**Your task:** Given the material below, return only the lines starting at the line with "buildings, one point per instance." and ending at the line with "land, one point per instance.", exactly as they appear.

**Material shown:**
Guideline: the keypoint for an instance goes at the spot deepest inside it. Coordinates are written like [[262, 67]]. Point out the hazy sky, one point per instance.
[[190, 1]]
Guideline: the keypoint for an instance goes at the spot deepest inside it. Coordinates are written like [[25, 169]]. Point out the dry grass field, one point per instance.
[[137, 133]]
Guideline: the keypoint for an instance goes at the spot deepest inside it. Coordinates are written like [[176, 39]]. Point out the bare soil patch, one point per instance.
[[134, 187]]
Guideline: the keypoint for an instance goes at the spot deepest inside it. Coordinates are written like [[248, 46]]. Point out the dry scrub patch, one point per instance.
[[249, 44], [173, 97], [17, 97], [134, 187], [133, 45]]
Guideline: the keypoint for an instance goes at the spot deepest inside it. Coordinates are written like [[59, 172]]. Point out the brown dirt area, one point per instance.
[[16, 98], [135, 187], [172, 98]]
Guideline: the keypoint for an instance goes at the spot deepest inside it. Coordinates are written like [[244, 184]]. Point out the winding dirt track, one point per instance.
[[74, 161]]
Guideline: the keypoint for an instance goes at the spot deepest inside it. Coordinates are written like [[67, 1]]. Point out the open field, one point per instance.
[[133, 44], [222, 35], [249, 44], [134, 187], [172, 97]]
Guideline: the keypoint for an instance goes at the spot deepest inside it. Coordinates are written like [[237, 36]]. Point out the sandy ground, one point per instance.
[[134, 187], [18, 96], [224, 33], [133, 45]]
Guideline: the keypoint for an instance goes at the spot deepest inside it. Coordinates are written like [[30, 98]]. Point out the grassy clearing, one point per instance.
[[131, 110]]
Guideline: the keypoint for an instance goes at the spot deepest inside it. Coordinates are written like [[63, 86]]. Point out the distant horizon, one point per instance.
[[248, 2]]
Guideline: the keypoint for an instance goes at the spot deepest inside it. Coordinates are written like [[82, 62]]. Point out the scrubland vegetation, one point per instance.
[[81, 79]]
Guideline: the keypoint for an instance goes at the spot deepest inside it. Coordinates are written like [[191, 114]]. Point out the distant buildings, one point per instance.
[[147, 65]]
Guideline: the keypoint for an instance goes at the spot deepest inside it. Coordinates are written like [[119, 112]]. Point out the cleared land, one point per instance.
---
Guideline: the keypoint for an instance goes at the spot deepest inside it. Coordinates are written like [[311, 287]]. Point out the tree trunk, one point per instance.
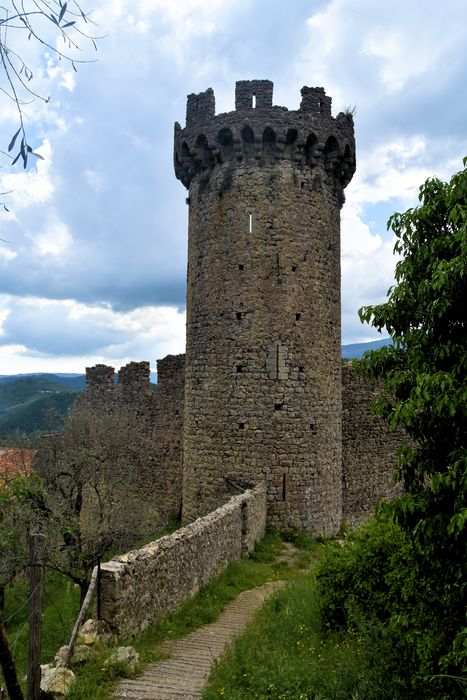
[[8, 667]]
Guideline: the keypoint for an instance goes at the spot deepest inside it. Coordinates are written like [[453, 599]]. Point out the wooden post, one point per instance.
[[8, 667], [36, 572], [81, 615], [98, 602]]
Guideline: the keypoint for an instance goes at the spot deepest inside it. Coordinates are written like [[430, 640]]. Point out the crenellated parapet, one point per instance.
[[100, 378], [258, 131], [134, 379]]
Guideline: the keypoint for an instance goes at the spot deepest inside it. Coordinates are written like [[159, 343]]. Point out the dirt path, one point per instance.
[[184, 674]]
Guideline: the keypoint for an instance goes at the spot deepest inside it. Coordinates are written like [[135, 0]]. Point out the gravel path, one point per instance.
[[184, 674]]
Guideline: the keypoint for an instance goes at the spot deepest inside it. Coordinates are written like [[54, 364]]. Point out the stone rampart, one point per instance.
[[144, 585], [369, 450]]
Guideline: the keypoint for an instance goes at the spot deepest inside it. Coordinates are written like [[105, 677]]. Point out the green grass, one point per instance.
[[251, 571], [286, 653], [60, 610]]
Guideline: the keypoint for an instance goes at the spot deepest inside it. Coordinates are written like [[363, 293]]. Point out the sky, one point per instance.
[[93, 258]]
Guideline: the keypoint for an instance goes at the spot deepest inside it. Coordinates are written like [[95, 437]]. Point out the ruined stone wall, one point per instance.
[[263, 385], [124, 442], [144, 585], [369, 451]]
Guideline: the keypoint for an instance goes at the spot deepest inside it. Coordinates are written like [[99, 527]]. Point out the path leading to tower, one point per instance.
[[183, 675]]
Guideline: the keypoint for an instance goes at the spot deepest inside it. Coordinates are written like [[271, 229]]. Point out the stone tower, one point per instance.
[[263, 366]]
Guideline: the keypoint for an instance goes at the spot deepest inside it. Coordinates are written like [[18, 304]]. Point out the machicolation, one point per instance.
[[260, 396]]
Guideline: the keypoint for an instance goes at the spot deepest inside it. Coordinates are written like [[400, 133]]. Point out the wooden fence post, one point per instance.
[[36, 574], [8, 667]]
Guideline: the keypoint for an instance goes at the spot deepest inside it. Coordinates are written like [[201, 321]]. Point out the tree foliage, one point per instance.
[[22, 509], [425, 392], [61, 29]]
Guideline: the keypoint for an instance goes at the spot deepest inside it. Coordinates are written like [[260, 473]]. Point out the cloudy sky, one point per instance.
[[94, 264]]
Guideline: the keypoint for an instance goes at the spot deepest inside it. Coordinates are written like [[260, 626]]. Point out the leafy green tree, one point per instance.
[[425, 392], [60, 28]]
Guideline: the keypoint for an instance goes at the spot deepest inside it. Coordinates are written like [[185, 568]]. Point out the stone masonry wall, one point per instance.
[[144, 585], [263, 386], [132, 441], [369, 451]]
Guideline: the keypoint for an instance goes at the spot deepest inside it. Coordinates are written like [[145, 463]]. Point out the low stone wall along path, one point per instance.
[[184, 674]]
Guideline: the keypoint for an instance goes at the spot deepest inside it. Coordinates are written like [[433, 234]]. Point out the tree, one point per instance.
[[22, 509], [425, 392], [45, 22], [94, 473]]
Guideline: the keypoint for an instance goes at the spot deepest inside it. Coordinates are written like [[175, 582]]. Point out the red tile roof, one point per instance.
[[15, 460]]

**Solved problem:**
Guideline: the keypoint for an instance goes at the spot deepest inside it. Coordinates are written like [[191, 114]]. Point out the distant buildings, one point per instance.
[[147, 65]]
Guideline: the keypoint for an instance goes at the spot deepest inside it. Coordinates are written like [[119, 112]]. Point out the cleared land, one point per instance.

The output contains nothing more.